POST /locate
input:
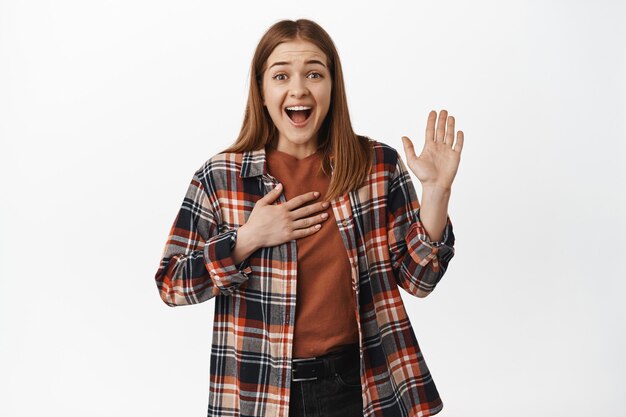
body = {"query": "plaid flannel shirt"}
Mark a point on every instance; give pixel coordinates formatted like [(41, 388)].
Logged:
[(255, 301)]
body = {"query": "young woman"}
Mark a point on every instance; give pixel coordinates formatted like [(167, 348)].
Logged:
[(302, 231)]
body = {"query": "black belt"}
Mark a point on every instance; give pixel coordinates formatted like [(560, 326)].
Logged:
[(310, 369)]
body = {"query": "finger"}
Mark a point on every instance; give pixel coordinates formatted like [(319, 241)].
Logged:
[(300, 200), (300, 233), (306, 211), (450, 132), (458, 146), (270, 197), (309, 221), (441, 126), (409, 149), (430, 126)]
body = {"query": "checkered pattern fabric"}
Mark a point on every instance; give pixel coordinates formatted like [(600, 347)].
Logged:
[(255, 301)]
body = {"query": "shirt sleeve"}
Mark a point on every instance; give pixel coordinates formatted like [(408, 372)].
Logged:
[(418, 262), (197, 261)]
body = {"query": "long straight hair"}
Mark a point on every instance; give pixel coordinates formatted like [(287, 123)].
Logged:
[(346, 155)]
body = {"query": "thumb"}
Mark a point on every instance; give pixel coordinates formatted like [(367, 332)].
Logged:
[(270, 197), (409, 150)]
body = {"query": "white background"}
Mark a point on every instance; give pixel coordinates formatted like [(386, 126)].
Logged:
[(108, 107)]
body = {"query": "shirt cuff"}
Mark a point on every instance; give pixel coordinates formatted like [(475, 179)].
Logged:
[(225, 273)]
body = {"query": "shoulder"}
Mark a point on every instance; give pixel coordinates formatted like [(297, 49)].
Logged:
[(385, 157), (219, 165)]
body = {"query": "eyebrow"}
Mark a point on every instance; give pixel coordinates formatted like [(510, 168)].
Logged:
[(310, 61)]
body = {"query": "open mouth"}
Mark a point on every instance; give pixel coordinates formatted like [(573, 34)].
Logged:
[(299, 114)]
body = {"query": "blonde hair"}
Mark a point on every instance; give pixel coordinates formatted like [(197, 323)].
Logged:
[(344, 153)]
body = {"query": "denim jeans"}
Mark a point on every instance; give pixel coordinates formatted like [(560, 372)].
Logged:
[(336, 396)]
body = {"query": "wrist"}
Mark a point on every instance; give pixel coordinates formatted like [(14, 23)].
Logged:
[(436, 189)]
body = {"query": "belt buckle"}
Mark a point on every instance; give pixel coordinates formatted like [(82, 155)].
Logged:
[(298, 360)]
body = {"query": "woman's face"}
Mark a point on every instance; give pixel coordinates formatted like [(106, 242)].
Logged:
[(296, 91)]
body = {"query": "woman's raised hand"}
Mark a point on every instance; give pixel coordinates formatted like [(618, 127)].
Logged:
[(270, 224), (439, 161)]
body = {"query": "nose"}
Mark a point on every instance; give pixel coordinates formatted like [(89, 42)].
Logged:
[(298, 87)]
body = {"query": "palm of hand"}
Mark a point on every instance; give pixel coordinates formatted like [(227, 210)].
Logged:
[(438, 162)]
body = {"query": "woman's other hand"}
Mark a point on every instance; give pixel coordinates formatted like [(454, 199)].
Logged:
[(272, 224), (439, 161)]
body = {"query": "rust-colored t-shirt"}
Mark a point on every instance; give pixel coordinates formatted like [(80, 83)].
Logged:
[(325, 305)]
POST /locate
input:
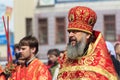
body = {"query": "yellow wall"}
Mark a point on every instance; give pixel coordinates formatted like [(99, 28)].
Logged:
[(22, 9)]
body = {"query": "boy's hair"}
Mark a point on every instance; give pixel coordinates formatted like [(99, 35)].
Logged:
[(30, 41), (55, 52)]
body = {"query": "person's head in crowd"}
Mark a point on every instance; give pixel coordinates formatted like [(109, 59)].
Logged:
[(53, 55), (80, 28), (117, 47), (110, 48), (28, 47)]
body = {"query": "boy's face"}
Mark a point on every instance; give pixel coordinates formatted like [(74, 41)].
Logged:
[(52, 58), (26, 52)]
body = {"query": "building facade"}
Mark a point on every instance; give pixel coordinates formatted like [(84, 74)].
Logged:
[(47, 20)]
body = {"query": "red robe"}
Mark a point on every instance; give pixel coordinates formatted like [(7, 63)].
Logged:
[(96, 65), (2, 77), (36, 70)]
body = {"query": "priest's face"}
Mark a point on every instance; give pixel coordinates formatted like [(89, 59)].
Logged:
[(77, 44)]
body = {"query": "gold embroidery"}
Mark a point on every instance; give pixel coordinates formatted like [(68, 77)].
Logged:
[(89, 68)]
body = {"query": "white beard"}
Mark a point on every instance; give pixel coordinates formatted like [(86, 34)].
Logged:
[(78, 50)]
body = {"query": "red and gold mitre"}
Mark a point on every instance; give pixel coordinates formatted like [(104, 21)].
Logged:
[(82, 19)]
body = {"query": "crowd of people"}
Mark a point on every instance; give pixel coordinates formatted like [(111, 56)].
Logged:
[(87, 55)]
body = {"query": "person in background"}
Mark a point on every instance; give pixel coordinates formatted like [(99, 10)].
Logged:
[(111, 49), (117, 50), (53, 55), (2, 75), (33, 68), (17, 53), (86, 56)]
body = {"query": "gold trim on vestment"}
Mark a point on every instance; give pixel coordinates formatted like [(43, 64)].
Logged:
[(89, 68)]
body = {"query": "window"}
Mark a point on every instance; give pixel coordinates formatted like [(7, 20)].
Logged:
[(60, 30), (43, 31), (109, 26), (28, 26)]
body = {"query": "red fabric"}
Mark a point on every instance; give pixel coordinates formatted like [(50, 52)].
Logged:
[(2, 77), (36, 70), (96, 65)]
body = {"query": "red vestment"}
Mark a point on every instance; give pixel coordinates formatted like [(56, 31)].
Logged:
[(36, 70), (2, 77), (95, 65)]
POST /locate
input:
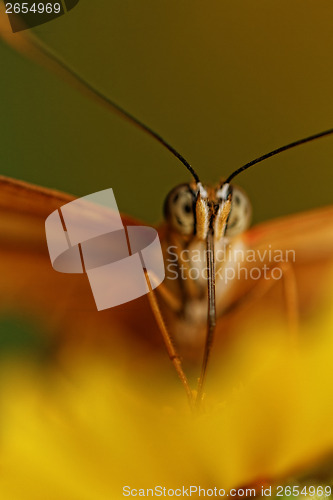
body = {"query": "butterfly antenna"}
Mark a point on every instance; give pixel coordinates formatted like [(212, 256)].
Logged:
[(275, 152), (34, 48)]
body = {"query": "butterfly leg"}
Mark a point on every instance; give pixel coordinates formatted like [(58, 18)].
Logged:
[(171, 350)]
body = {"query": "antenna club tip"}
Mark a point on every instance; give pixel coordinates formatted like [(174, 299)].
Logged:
[(201, 190)]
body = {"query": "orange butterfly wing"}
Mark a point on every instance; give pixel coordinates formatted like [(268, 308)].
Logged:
[(60, 304)]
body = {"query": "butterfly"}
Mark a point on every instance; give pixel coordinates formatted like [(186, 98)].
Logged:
[(200, 223)]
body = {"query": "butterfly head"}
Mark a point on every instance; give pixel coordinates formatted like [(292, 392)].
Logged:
[(192, 209)]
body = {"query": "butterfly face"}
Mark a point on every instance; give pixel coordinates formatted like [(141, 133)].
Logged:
[(180, 210)]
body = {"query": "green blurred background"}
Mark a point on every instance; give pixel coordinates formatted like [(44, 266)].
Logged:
[(222, 81)]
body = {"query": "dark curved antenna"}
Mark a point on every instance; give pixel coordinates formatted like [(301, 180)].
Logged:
[(68, 73), (275, 152)]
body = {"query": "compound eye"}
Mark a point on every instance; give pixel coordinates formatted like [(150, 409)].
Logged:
[(179, 209), (240, 214)]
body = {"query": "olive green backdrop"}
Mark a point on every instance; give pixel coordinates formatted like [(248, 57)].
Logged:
[(223, 81)]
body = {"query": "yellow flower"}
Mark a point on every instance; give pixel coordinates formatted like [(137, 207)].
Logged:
[(86, 430)]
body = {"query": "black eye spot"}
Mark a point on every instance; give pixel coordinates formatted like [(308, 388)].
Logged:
[(234, 223), (187, 208)]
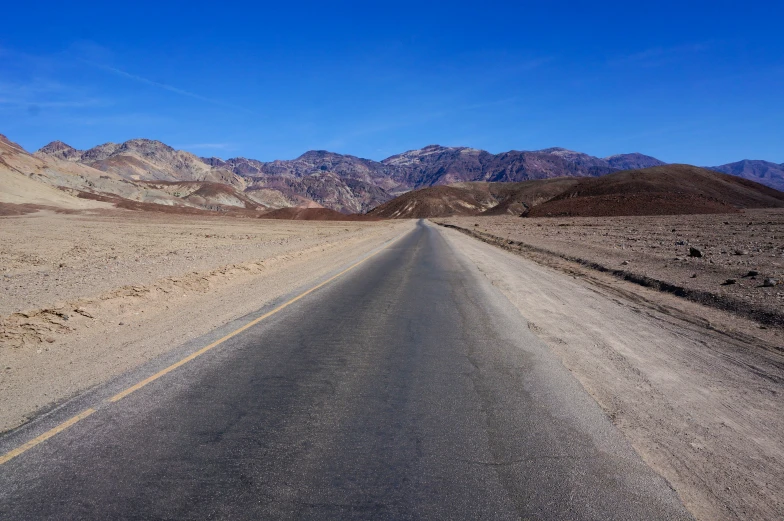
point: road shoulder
(700, 405)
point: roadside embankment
(87, 297)
(696, 390)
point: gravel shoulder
(89, 296)
(733, 262)
(696, 390)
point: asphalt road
(408, 388)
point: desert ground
(692, 375)
(90, 295)
(731, 261)
(695, 388)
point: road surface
(406, 388)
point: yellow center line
(45, 436)
(119, 396)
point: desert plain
(88, 295)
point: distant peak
(55, 146)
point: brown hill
(476, 198)
(313, 214)
(437, 201)
(764, 172)
(662, 190)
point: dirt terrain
(87, 296)
(696, 390)
(730, 261)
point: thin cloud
(164, 86)
(660, 55)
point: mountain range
(659, 190)
(151, 171)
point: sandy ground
(86, 297)
(745, 248)
(697, 391)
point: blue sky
(693, 82)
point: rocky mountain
(661, 190)
(765, 172)
(350, 184)
(437, 165)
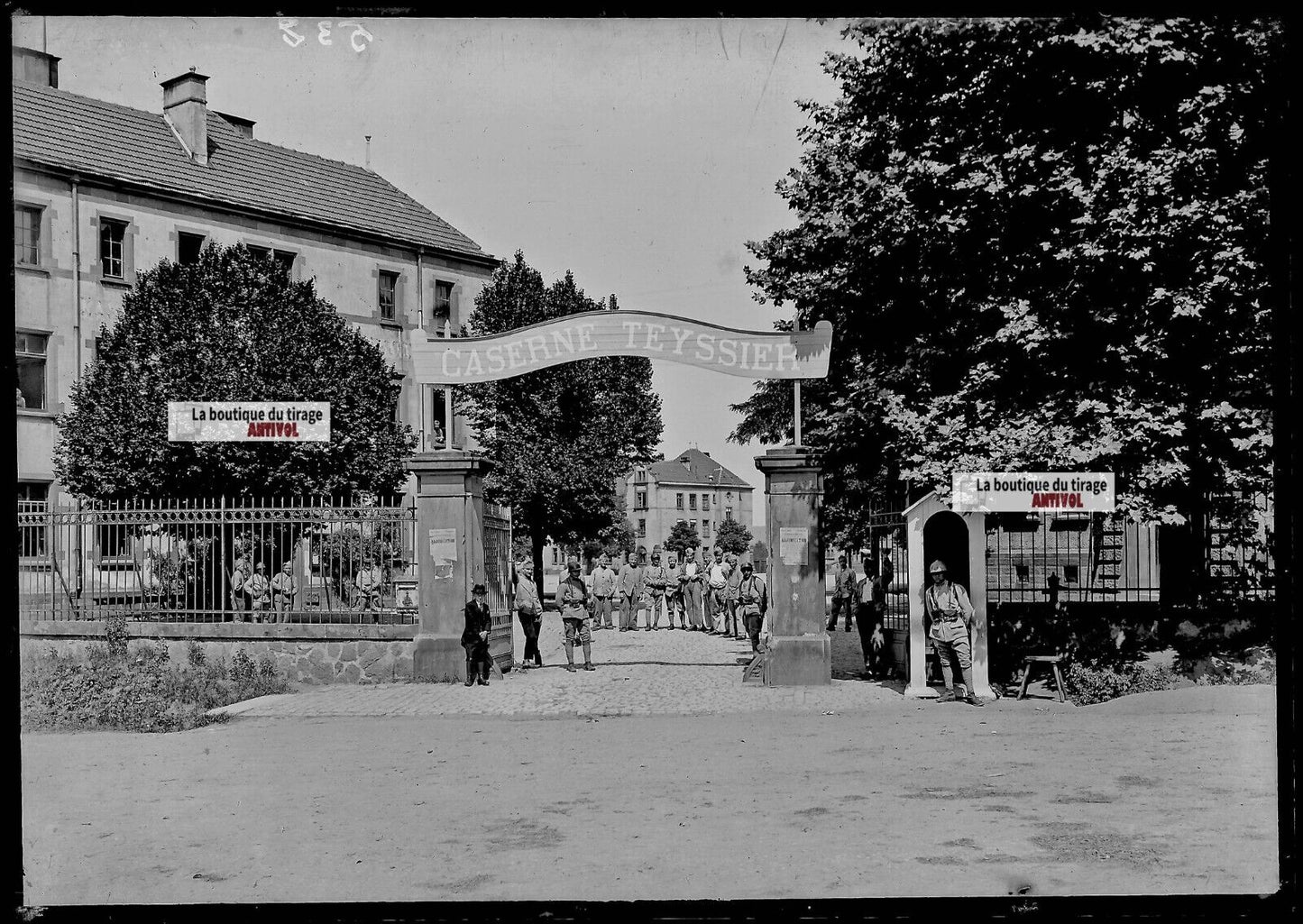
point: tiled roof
(697, 471)
(116, 142)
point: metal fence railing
(1238, 543)
(1070, 558)
(885, 540)
(219, 559)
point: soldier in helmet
(946, 617)
(573, 597)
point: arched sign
(755, 354)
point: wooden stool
(1053, 660)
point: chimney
(242, 125)
(35, 67)
(185, 107)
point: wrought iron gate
(497, 543)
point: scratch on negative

§ §

▶ **Stated task**:
Rewrite the rows from the start of the records through the line containing "[(385, 157), (219, 165)]", changing "Logged" to "Recorded" everywhere and keeping all else the same. Omit the pictures from your answer.

▶ **Written response**:
POST /locate
input:
body = {"query": "plaid flannel shirt"}
Mark a point on every instance; give pixel coordinates formatted like [(41, 388)].
Recorded:
[(255, 301)]
body = {"query": "young woman"}
Mark a point on every instance; give pixel coordinates formatted like [(167, 348)].
Recorded:
[(302, 231)]
body = {"query": "black belt"}
Mark a point on every instance; give pixel coordinates formatted like [(560, 326)].
Recorded:
[(310, 369)]
body = {"query": "finger"}
Mark a point on every instance; give pixel coordinates formatted like [(319, 241)].
Recorded:
[(300, 200), (300, 233), (306, 211), (450, 132), (458, 146), (270, 197), (309, 221), (441, 126), (409, 149), (430, 126)]
body = {"query": "checkered pattern fabric"}
Mark a point on every instance; give pixel coordinates formatted like [(600, 347)].
Recorded:
[(255, 301)]
body = {"query": "shirt sleeve"}
Mark a point on every instance; give pixel coordinates formatted like [(408, 372)].
Recorded:
[(418, 262), (197, 261)]
body = {"query": "long straight hair"}
Mark a point on every instance; give pixel coordinates formatted like [(287, 123)].
Recorded:
[(346, 155)]
body = {"query": "thumb"}
Mark a point on every instance; give pixel coordinates formatted like [(367, 332)].
Recorded:
[(270, 197), (409, 150)]
body = {"query": "white background"}
Mark a point on every instance; give pixel coordinates formatted like [(386, 126)].
Recorded:
[(108, 107)]
body = {"query": "shirt cuff"}
Mark a point on every instance; give pixel coordinates formatted like [(475, 179)].
Recorded:
[(225, 273)]
body = {"query": "shoulder"}
Mark a point on every instance; give pixel coordinates formatted like [(297, 49)].
Recorded:
[(385, 157), (219, 165)]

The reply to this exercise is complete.